■ AIM: Reproduce the records below exactly as they appear.
>> BEGIN DATASET EXCERPTS
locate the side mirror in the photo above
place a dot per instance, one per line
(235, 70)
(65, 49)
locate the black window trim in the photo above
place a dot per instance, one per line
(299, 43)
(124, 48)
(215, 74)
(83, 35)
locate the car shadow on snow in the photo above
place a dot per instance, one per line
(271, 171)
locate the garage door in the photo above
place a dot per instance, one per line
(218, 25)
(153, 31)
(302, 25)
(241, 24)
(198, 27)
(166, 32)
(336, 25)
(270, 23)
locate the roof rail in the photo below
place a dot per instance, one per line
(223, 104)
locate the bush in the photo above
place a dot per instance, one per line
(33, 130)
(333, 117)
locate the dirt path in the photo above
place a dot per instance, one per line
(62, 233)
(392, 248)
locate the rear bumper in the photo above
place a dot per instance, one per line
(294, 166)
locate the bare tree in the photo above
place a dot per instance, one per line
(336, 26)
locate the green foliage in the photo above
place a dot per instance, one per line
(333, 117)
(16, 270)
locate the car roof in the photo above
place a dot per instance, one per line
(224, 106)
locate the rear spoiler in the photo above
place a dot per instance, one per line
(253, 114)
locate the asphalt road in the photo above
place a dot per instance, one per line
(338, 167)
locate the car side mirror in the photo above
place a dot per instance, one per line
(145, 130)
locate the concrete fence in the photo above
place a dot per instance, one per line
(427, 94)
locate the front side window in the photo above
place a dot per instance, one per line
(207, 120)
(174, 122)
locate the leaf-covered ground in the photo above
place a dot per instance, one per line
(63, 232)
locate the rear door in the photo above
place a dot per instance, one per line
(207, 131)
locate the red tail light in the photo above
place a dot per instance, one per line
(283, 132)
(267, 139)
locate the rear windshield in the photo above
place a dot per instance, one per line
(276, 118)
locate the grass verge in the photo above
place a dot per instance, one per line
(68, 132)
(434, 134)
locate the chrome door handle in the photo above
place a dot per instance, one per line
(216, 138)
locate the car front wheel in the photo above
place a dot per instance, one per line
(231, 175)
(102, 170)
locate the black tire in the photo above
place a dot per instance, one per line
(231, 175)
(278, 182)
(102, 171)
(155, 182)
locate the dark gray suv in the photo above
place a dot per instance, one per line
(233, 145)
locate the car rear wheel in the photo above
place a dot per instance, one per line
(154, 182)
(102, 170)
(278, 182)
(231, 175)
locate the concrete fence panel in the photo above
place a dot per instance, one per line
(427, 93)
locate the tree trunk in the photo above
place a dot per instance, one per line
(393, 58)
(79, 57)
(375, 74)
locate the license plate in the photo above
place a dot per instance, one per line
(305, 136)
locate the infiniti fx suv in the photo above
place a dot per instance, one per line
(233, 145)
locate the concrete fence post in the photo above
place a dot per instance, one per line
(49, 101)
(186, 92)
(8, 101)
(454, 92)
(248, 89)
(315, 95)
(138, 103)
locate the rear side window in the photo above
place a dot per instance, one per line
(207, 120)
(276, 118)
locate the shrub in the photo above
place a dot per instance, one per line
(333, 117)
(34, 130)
>> END DATASET EXCERPTS
■ SOLUTION TO THE EXERCISE:
locate the side mirror in the photo above
place a dot per instance, one per line
(235, 70)
(65, 49)
locate the black window trim in the photo above
place a dot per instance, one per line
(299, 43)
(124, 48)
(215, 74)
(83, 35)
locate the car shadow on snow in the photo above
place a dot per instance, one per line
(271, 171)
locate the garage door in the photo above
place a dot per instance, one per line
(218, 25)
(153, 31)
(302, 25)
(241, 24)
(198, 27)
(166, 32)
(336, 25)
(270, 23)
locate the roof rail in the photo below
place a dot per instance, one per line
(223, 104)
locate the bush in the photo above
place a dot per instance, one per line
(33, 130)
(333, 117)
locate the dirt path in the photo above
place a dot per instance, one per line
(62, 233)
(392, 248)
locate the rear bumper in the photo above
place a dot per instance, one per line
(294, 166)
locate the bare tree in the photo above
place a dot per instance, one per line
(336, 26)
locate the green foliage in the photo above
place a dot per instance, one per line
(333, 117)
(16, 270)
locate the car roof in the photo above
place a dot per instance, one per line
(224, 106)
locate the rear spoiler in the photo above
place a dot per instance, one per line
(253, 114)
locate the asphalt road in the photo above
place a dot per instance, one per line
(338, 167)
locate the car side mirror in the photo above
place a dot per instance, one per line
(145, 130)
locate the concrete fence in the photo above
place a dot per instance, one per line
(427, 94)
locate the front side window in the photo above
place a dot per instance, one per line
(207, 120)
(174, 122)
locate the leaf-covered ground in the photo above
place a dot per instance, one per line
(63, 232)
locate the rear door in the photo above
place a dot per instance, one per line
(207, 131)
locate the red tail light in the photo above
place a dot per instance, one per line
(283, 132)
(267, 139)
locate the rear windshield in the photo above
place a dot per instance, one per line
(276, 118)
locate the grass verge in the photo above
place a dot per instance, one per line
(68, 132)
(434, 134)
locate the chrome door handle in the photo above
place a dot per instance, one per line
(216, 138)
locate the car front wheel in the photo above
place a dot per instance, one per line
(231, 175)
(102, 170)
locate the black tire in the photo above
place a dot per instance, one per line
(231, 175)
(278, 182)
(102, 171)
(155, 182)
locate the dark gray suv in the photo above
place a dot per instance, one per line
(233, 145)
locate the car rear wheel in the photo above
place a dot per instance, one per line
(154, 182)
(102, 170)
(278, 182)
(231, 175)
locate the concrete fence panel in the photo above
place a dot per instance, one per line
(427, 93)
locate the tree trunk in the photo above
place a dot per instance, one per line
(393, 58)
(79, 57)
(375, 74)
locate the license plate in the photo above
place a dot per instance, one per line
(305, 136)
locate the infiniti fx suv in the photo above
place a dot per instance, one per line
(233, 145)
locate the concrete fence post in the photo above
place a dot per instance, one per line
(49, 101)
(186, 92)
(8, 101)
(454, 92)
(248, 89)
(315, 95)
(138, 103)
locate the rear side window in the photo above
place a dot per instance, one per line
(207, 120)
(276, 118)
locate the shrub in the photo above
place a dot per instance, one per line
(333, 117)
(34, 130)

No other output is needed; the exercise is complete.